DOCUMENT EXTRACT
Continuing the rather interesting split issue format of the series, Heroes Reborn #3 is the strongest issue of the main event so far. The Marvel Universe has changed. The Avengers were never formed at the Squadron Supreme has stepped into their place. The only one who remembers the world that was is Blade who’s on a mission to find out what’s going on and fix everything. Heroes Reborn #3 begins to eliminate some of the possibilities for what’s going on while also putting the focus on Blur, the speedster member of the Squadron Supreme.

Race Through the Dread Dimension” dives into Blur. And as a standalone story, it does a hell of a job in doing everything it needs to do. Impressively, we get hints as to an origin. We also get a solid idea as to who Blur is as a person and character. The answer is, an absolute ass. Writer Jason Aaron continues to use Marvel’s creations as an examination of classic DC characters, in this case, the Flash with some others thrown in. Stanley Stewart is the classic DC speedster mixed with the arrogance of Johnny Storm. He’s a character you want to punch.

The story does an excellent job of running through who Blur is as he watches television, plays on his phone, laments he’s “too fast” to do certain things, and brags about his dating. This is an arrogant person granted massive abilities and can’t sit still. Like his introduction, the story focuses on Silver Witch as she steals his soul and he attempts to get it back while racing through the Dark Dimension.

SUPPLIED ENTRIES
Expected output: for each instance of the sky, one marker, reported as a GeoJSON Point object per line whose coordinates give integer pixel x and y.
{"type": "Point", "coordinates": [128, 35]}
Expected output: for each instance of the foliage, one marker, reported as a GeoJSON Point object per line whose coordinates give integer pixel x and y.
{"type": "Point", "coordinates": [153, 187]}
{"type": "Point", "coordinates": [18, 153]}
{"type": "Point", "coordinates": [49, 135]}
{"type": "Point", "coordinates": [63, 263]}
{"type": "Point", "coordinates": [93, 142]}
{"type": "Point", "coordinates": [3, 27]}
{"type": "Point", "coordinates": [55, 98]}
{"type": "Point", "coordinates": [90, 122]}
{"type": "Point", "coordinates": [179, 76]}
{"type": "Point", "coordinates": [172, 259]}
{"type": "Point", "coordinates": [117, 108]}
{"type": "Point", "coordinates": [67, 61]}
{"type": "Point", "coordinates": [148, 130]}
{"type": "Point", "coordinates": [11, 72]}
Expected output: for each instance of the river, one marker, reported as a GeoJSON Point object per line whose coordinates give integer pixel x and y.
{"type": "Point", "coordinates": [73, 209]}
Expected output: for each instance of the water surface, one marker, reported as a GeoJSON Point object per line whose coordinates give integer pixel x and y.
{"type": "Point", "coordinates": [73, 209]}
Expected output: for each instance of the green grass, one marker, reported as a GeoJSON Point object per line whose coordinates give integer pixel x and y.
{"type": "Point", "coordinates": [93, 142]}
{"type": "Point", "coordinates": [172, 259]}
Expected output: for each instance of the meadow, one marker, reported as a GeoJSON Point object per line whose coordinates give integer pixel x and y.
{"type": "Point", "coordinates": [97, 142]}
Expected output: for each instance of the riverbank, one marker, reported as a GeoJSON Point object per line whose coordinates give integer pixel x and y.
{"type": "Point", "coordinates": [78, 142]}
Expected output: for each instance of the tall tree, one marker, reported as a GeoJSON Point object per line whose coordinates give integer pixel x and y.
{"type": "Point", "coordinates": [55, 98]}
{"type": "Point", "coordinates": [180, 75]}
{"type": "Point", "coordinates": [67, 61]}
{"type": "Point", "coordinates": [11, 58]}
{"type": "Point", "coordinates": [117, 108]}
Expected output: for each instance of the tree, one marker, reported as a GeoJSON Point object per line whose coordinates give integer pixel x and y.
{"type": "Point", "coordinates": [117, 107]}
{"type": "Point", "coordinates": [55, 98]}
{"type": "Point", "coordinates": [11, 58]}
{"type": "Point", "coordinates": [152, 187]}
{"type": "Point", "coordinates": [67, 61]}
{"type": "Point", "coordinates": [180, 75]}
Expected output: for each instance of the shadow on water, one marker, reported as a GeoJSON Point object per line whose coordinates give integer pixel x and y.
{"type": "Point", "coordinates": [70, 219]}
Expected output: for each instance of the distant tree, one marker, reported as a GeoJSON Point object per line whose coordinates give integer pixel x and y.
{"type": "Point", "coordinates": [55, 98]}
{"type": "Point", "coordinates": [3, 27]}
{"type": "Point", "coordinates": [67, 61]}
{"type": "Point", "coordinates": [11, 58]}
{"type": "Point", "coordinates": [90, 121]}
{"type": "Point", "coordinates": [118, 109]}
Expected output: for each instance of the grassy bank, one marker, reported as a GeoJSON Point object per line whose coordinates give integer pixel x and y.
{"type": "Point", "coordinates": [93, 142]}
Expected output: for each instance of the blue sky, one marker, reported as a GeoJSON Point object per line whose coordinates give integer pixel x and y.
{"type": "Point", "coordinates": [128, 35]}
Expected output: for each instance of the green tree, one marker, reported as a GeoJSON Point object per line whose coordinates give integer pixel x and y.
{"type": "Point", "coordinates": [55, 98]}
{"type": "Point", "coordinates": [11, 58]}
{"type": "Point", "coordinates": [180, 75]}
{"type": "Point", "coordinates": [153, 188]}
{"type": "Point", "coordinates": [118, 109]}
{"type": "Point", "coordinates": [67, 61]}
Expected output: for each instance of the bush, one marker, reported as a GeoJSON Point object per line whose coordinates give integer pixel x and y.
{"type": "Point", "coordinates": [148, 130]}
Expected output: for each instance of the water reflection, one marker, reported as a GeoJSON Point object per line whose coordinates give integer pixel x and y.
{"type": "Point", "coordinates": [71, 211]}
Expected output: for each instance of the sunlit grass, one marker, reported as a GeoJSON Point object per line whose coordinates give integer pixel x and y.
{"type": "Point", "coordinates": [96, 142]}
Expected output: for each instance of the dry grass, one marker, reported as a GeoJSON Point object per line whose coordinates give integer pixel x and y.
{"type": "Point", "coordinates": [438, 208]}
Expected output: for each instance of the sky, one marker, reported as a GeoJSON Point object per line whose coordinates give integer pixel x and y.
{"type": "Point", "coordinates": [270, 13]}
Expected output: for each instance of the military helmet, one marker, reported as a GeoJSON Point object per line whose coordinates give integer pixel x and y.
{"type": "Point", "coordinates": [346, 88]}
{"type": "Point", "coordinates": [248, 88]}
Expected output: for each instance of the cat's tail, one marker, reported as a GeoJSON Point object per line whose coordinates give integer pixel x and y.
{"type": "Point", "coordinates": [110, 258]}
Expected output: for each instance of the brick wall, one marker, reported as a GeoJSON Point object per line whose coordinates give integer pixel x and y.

SET OF TASKS
A: Decide whether each statement agrees with the Heroes Reborn #3 review. For each, answer yes or no and quote the words of the review that settle it. (i) Blade is the only one who remembers the world as it was. (ii) The review names Jason Aaron as the artist of the issue. (iii) The review calls Heroes Reborn #3 the weakest issue of the main event so far.
B: Carry on with the Heroes Reborn #3 review, picking up after its final sentence.

RESULTS OF THE TASKS
A:
(i) Yes: "The only one who remembers the world that was is Blade"
(ii) No: "Writer Jason Aaron"
(iii) No: "Heroes Reborn #3 is the strongest issue of the main event so far"

B:
The story works far better than previous chapters as it focuses on Blur. The story feels less like a game of “see what’s different” as opposed to focusing on Blur. We get a good sense of who he is with a minimal amount of “guest stars”. There also seems to be a real focus on giving us a twisted take on The Flash. Gorilla City is replaced by Grizzly City as an example. On its own, it’s a very enjoyable story and great introduction to the character.

Federico Vicentini provides the art which does an excellent job of capturing the motion, and lack of it. With Matt Milla on art, the look of the comic is great as it attempts to mimic what really works with The Flash. It’s solid visuals to go along with a strong narrative.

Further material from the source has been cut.